* [Problem to solve]:
Carry on the journal entry about clearing trees from a house site, picking up right after its last sentence.

Today we learned, a bit too late, that we were supposed to have some sort of a permit to clear the site for the house.  Someone from the county stopped by and talked to a neighbor.  We had been told by what we thought was a reliable source that if we were using the trees and not selling them, we didn’t need to get a permit. But I guess that was not accurate information.  I am appreciating Christopher’s equanimity about this–he treats it as just another thing we have to do and isn’t at all upset by it.  For me it brings up an assorted set of feelings, some of them conflicted and angry.  And it’s another opportunity to look at how my mind goes toward making up stories to make sense out of what is happening.  And another opportunity to go meditate and let go of those stories, assumptions, and just relate to things as they are.

I noticed today after watching more of the trees drop, that I was becoming inured to their deaths.  Keeping my heart open to the pain was too difficult for such a prolonged period.  This is how we survive undesirable situations.  I wonder if it is possible to stay open and sensitive all of the time.  I know that it would take someone stronger than myself to sustain such openness.

* [Listed entries]:
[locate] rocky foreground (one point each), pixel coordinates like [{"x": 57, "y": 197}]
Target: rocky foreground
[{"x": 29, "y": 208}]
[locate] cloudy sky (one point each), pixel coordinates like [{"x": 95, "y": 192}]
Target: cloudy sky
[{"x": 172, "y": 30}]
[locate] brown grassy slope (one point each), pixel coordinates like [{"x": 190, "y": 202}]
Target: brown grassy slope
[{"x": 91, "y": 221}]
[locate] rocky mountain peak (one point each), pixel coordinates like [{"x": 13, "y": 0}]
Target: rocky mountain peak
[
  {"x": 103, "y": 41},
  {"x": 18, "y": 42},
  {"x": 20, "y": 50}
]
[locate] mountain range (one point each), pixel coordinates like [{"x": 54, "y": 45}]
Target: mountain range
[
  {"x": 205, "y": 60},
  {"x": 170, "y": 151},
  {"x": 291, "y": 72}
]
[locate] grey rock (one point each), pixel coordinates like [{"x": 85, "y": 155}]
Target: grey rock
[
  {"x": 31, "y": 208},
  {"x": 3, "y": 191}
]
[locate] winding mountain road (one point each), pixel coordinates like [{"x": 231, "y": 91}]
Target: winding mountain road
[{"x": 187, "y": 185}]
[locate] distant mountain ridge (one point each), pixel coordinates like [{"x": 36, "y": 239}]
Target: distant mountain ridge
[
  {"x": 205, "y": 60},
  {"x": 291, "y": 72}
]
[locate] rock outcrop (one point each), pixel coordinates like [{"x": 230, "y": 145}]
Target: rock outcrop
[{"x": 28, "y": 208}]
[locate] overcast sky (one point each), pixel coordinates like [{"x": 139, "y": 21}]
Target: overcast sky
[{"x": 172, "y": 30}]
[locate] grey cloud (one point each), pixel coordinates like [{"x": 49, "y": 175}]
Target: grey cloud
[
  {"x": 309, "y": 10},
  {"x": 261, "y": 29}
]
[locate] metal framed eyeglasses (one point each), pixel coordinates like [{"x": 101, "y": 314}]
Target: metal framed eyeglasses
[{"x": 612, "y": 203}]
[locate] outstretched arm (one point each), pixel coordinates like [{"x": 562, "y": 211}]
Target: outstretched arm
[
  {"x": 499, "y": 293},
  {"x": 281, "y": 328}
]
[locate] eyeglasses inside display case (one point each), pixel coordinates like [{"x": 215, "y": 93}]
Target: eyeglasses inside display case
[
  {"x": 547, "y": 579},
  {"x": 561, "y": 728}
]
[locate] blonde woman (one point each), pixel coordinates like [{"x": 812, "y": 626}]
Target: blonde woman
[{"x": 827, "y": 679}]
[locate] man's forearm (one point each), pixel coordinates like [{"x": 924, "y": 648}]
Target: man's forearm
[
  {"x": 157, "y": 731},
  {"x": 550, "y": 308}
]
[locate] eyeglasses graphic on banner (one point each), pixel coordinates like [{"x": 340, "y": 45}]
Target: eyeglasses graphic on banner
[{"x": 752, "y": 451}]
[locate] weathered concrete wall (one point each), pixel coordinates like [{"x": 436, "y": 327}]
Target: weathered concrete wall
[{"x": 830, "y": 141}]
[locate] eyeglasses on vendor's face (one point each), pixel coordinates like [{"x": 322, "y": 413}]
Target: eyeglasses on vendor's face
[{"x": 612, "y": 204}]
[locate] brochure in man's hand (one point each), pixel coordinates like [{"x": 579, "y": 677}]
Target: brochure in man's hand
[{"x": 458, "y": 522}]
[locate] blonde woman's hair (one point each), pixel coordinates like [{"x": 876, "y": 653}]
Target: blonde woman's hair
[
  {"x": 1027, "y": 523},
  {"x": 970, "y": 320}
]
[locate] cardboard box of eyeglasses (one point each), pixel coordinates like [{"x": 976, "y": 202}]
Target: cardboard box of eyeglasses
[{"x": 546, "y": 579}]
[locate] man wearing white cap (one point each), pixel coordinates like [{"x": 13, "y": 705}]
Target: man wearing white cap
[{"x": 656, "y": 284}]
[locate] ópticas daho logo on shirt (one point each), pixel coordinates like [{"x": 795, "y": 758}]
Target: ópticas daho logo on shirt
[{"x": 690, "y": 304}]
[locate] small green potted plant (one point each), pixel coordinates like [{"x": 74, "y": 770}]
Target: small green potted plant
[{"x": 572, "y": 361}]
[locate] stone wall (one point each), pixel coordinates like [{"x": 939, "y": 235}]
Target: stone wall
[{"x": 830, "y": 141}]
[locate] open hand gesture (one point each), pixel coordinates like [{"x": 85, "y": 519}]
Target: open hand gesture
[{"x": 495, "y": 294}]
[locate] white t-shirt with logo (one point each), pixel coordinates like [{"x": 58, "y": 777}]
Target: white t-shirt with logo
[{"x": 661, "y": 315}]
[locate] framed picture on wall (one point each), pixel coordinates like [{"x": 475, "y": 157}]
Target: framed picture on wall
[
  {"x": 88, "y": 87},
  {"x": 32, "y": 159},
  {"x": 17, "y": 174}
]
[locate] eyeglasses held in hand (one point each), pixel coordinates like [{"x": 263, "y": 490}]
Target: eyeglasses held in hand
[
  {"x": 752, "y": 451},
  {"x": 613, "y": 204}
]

* [Result of the task]:
Being constantly subjected to traumatic experience in our environment must be in part what blinds us to the deeper and more ongoing devastations occurring in our world.  Christopher and I both talked about our very first memory of witnessing clearcuts, and how effected we were.  The areas where loggers had come in and skidded trees down slope were utterly decimated.  I take comfort in how our little pile of trees looks nothing like this.  Still, as I helped load limbs into the chipper, I smelled fresh sap and wondered if the tree could sense our good intentions–if it could somehow know that we are behaving differently from the ones who come in and wipe out both the trees and land without seeing or feeling what they are doing.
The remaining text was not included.